All records below are to be repeated precisely, with nothing added.

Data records
_ _ _ _ _

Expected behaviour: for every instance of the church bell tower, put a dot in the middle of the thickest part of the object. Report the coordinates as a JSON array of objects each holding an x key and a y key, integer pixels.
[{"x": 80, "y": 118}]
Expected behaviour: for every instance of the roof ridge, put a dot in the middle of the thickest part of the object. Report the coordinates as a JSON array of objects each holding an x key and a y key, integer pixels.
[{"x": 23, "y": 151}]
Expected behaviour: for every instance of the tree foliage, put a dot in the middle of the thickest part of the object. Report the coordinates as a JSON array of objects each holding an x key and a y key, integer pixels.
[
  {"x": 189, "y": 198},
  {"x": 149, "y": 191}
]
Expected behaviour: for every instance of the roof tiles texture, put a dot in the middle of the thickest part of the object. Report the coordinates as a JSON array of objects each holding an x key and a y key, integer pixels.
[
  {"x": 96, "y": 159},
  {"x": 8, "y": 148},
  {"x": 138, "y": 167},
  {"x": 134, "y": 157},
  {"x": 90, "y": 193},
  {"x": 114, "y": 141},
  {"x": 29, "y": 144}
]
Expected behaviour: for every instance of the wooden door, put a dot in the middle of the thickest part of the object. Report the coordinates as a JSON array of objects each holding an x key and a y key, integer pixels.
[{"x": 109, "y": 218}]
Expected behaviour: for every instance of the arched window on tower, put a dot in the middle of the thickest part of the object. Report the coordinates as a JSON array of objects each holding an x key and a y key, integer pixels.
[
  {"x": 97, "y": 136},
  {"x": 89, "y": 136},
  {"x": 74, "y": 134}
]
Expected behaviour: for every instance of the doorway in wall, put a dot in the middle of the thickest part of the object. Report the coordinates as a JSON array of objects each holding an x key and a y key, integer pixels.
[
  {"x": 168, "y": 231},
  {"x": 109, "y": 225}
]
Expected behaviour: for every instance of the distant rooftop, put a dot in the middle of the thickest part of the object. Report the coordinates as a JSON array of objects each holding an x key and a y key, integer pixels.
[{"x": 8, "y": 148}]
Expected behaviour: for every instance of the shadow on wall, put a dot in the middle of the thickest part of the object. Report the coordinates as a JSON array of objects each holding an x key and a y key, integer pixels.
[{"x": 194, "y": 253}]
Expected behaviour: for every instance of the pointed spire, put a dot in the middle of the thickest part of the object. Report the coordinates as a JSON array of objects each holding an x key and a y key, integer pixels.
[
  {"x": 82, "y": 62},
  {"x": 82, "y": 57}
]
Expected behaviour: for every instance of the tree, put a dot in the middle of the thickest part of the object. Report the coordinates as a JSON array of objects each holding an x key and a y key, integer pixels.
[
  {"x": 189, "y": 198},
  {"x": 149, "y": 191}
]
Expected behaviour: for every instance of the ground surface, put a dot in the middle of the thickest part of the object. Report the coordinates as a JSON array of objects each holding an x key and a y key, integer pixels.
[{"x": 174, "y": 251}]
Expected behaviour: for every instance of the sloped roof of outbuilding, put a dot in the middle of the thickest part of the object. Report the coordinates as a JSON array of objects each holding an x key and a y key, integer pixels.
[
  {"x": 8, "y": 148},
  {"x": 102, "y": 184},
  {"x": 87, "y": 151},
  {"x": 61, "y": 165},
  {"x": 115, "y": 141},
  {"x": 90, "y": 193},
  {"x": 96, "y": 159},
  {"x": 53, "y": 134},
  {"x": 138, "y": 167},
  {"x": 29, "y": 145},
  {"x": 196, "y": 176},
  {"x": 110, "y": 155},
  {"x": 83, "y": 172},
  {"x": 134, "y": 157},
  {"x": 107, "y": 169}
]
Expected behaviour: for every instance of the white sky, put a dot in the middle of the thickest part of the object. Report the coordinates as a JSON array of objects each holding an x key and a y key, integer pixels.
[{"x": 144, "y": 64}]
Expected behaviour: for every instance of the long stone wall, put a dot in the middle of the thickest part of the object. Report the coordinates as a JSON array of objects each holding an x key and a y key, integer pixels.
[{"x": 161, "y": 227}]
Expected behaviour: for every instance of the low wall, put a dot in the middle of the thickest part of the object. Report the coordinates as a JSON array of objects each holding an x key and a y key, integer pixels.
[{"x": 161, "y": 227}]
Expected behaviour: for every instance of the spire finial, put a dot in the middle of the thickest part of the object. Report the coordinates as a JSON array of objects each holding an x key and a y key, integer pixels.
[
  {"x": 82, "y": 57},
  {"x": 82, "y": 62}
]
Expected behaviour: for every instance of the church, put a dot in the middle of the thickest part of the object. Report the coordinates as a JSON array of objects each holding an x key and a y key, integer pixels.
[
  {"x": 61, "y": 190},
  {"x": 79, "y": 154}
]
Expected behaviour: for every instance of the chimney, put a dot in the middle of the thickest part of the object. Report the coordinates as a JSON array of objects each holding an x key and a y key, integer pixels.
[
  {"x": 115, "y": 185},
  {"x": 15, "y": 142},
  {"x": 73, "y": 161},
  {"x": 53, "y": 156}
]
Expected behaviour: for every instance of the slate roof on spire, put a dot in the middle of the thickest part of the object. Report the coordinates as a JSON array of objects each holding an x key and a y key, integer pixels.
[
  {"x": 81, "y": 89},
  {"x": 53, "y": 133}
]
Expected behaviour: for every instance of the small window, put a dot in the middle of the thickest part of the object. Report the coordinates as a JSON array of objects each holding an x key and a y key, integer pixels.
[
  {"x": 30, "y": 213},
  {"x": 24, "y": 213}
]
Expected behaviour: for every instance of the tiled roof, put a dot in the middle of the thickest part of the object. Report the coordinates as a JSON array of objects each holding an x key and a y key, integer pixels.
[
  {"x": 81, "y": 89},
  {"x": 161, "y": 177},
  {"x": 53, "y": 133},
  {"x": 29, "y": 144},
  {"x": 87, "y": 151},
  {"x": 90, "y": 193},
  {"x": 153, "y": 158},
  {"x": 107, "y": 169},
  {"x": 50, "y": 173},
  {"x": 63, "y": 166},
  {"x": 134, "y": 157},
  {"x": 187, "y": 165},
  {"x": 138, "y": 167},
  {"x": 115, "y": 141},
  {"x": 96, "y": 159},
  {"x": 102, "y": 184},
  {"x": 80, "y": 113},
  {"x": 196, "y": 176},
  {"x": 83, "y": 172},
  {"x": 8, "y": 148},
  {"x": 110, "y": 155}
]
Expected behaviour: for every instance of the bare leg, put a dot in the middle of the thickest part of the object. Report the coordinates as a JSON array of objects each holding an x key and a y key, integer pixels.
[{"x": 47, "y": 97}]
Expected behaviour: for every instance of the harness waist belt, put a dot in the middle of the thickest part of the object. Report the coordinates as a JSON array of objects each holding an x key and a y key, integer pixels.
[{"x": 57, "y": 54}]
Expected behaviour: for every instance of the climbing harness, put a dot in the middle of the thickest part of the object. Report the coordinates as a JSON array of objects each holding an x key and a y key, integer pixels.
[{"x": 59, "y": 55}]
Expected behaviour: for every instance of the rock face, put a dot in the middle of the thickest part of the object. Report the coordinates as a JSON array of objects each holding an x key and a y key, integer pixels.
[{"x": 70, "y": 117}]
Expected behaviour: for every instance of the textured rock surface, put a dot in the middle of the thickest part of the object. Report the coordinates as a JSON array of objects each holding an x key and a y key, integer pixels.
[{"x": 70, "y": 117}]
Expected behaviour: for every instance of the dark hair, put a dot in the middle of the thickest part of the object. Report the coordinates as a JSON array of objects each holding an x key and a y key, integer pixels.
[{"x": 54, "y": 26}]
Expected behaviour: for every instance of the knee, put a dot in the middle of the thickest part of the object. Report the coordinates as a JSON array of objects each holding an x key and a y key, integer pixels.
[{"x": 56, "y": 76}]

_ _ _ _ _

* _COMPLETED TASK_:
Expected behaviour: for every instance of the church bell tower, put a dot in the middle of the thickest part of the object. Report the coordinates as a JSON array of objects each holding an x key and a y key, integer pixels.
[{"x": 80, "y": 118}]
Expected behaviour: for every instance of the roof ridge, put a dot in the middle of the thickest part of the object. Report the coordinates as a JSON array of objects each holding an x key and a y key, integer pixels.
[{"x": 23, "y": 151}]
Expected behaviour: for every instance of the tree foliage, put a dot in the middle of the thickest part of the object. Report the coordinates as a JSON array of objects each holding an x key and a y key, integer pixels.
[
  {"x": 189, "y": 198},
  {"x": 149, "y": 191}
]
Expected behaviour: for every instance of the roof tiles texture, put a dot in the middle of the thickest part of the object. Report the coordinates as a JSON array of objects each holding an x key and a y key, integer pixels.
[
  {"x": 96, "y": 159},
  {"x": 8, "y": 148},
  {"x": 138, "y": 167},
  {"x": 134, "y": 157},
  {"x": 90, "y": 193},
  {"x": 114, "y": 141},
  {"x": 29, "y": 144}
]
Expected behaviour: for every instance of the wooden door, put a dot in the middle of the thickest part of the object. Report the coordinates as a JSON array of objects each holding an x key and a y key, integer pixels.
[{"x": 109, "y": 218}]
Expected behaviour: for every instance of the arched window on tower, put a dot in the middle of the thickest part of the object. Report the coordinates as a JSON array of objects each holding an x key and a y key, integer pixels.
[
  {"x": 97, "y": 136},
  {"x": 89, "y": 136},
  {"x": 74, "y": 134}
]
Expected behaviour: for every instance of the doorway in wall, put a dot in the middle of the thickest part of the object. Report the coordinates as a JSON array of objects each holding an x key and a y key, integer pixels.
[
  {"x": 168, "y": 231},
  {"x": 109, "y": 225}
]
Expected behaviour: for every instance of the distant rooftop, put a dot in the middle of the thickest part of the object. Report the coordinates as a JSON array of objects each holding an x key and a y key, integer pixels.
[{"x": 8, "y": 148}]
Expected behaviour: for every instance of the shadow on wall, put a dot in the middle of the thickest part of the object. Report the coordinates as a JSON array of objects each holding an x key and a y key, integer pixels.
[{"x": 194, "y": 253}]
Expected behaviour: for every instance of the pointed spire, put a dot in the middle of the thickest part of the object. Report the coordinates as a JSON array of objects each holding an x key and a y key, integer pixels.
[
  {"x": 82, "y": 62},
  {"x": 82, "y": 57}
]
Expected behaviour: for every instance of the tree, put a dot in the middle of the thickest part of the object. Report the coordinates as a JSON array of objects each holding an x key and a y key, integer pixels.
[
  {"x": 189, "y": 198},
  {"x": 149, "y": 191}
]
Expected behaviour: for every instance of the ground surface, put a dot in the middle of the thickest part of the object. Report the coordinates as a JSON array of objects each holding an x key and a y key, integer pixels.
[{"x": 174, "y": 251}]
Expected behaviour: for every instance of the sloped roof of outbuilding, put a dot in the middle of the thickest part of the object. Report the coordinates as a JSON array of objects each holding an x key and a y key, integer pixels.
[
  {"x": 8, "y": 148},
  {"x": 102, "y": 184},
  {"x": 87, "y": 151},
  {"x": 61, "y": 165},
  {"x": 115, "y": 141},
  {"x": 90, "y": 193},
  {"x": 96, "y": 159},
  {"x": 53, "y": 134},
  {"x": 138, "y": 167},
  {"x": 29, "y": 145},
  {"x": 196, "y": 176},
  {"x": 110, "y": 155},
  {"x": 83, "y": 172},
  {"x": 134, "y": 157},
  {"x": 107, "y": 169}
]
Expected behaviour: for every instance of the white sky, put a dot in the middle of the thickest part of the object. Report the coordinates as a JSON array of objects each holding an x key and a y key, integer pixels.
[{"x": 144, "y": 64}]
Expected behaviour: for every instance of the long stone wall, put a dot in the middle of the thickest part of the object. Report the coordinates as a JSON array of objects each holding an x key and a y key, integer pixels.
[{"x": 161, "y": 227}]
Expected behaviour: for every instance of the low wall, put a dot in the middle of the thickest part of the object. Report the coordinates as a JSON array of objects each holding an x key and a y key, integer pixels.
[{"x": 161, "y": 227}]
Expected behaviour: for every instance of the spire finial, put a dot in the middle of the thickest part of the object. Report the coordinates as a JSON array of objects each holding an x key and a y key, integer pixels.
[
  {"x": 82, "y": 57},
  {"x": 82, "y": 62}
]
Expected behaviour: for every instance of the church, put a dot in the middle of the thickest part of the object. Report the coordinates as a JSON array of objects each holding an x key and a y key, integer pixels.
[
  {"x": 61, "y": 190},
  {"x": 79, "y": 154}
]
Expected behaviour: for every instance of the chimney, put a dot in the middle of the thickest part of the object. Report the coordinates as a JSON array of objects each holding an x key and a y key, integer pixels.
[
  {"x": 115, "y": 185},
  {"x": 15, "y": 142},
  {"x": 73, "y": 161},
  {"x": 53, "y": 156}
]
Expected behaviour: for every instance of the slate roof on spire, put a dot in the middle of the thickest part of the object. Report the coordinates as a JSON array of objects each holding an x key and a y key, integer pixels.
[
  {"x": 81, "y": 89},
  {"x": 53, "y": 133}
]
Expected behaviour: for every instance of the small window, put a dot in the middle of the thickest part of the object. Report the coordinates as a JSON array of objects each holding an x key and a y key, integer pixels.
[
  {"x": 30, "y": 213},
  {"x": 24, "y": 213}
]
Expected behaviour: for every instance of the tiled roof, put a dot in the middle of the thickest part of the object. Report the coordinates as a JSON array of objects each holding an x key and a y key, integer pixels.
[
  {"x": 81, "y": 89},
  {"x": 161, "y": 177},
  {"x": 53, "y": 133},
  {"x": 29, "y": 144},
  {"x": 87, "y": 151},
  {"x": 90, "y": 193},
  {"x": 153, "y": 158},
  {"x": 107, "y": 169},
  {"x": 50, "y": 173},
  {"x": 63, "y": 166},
  {"x": 134, "y": 157},
  {"x": 187, "y": 165},
  {"x": 138, "y": 167},
  {"x": 115, "y": 141},
  {"x": 96, "y": 159},
  {"x": 102, "y": 184},
  {"x": 80, "y": 113},
  {"x": 196, "y": 176},
  {"x": 83, "y": 172},
  {"x": 8, "y": 148},
  {"x": 110, "y": 155}
]
Expected behaviour: for every instance of the bare leg, put a dot in the middle of the thickest part of the object. Report the coordinates as a JSON array of objects each holding an x key and a y key, integer pixels.
[{"x": 47, "y": 97}]
Expected behaviour: for every instance of the harness waist belt, put a dot in the middle of the thickest part of the object. Report the coordinates as a JSON array of objects each holding an x key and a y key, integer pixels.
[{"x": 57, "y": 54}]
Expected behaviour: for every instance of the climbing harness, put a dot in the middle of the thickest part of the object. Report the coordinates as a JSON array of objects each holding an x key and a y key, integer pixels.
[{"x": 59, "y": 55}]
Expected behaviour: for every instance of the rock face, put a dot in the middle of the thickest part of the object. Report the coordinates as a JSON array of objects each holding an x key and a y key, integer pixels.
[{"x": 70, "y": 117}]
Expected behaviour: for every instance of the textured rock surface, put a dot in the middle of the thickest part of the object. Report the coordinates as a JSON array of objects each holding an x key and a y key, integer pixels.
[{"x": 70, "y": 117}]
Expected behaviour: for every instance of the dark hair, put a dot in the middle of the thickest part of the object. Report the coordinates as a JSON array of objects each holding an x key and a y key, integer pixels.
[{"x": 54, "y": 26}]
Expected behaviour: for every instance of the knee, put a dot in the middle of the thickest part of the object. Report the coordinates as a JSON array of objects each holding an x key and a y key, integer pixels.
[{"x": 56, "y": 76}]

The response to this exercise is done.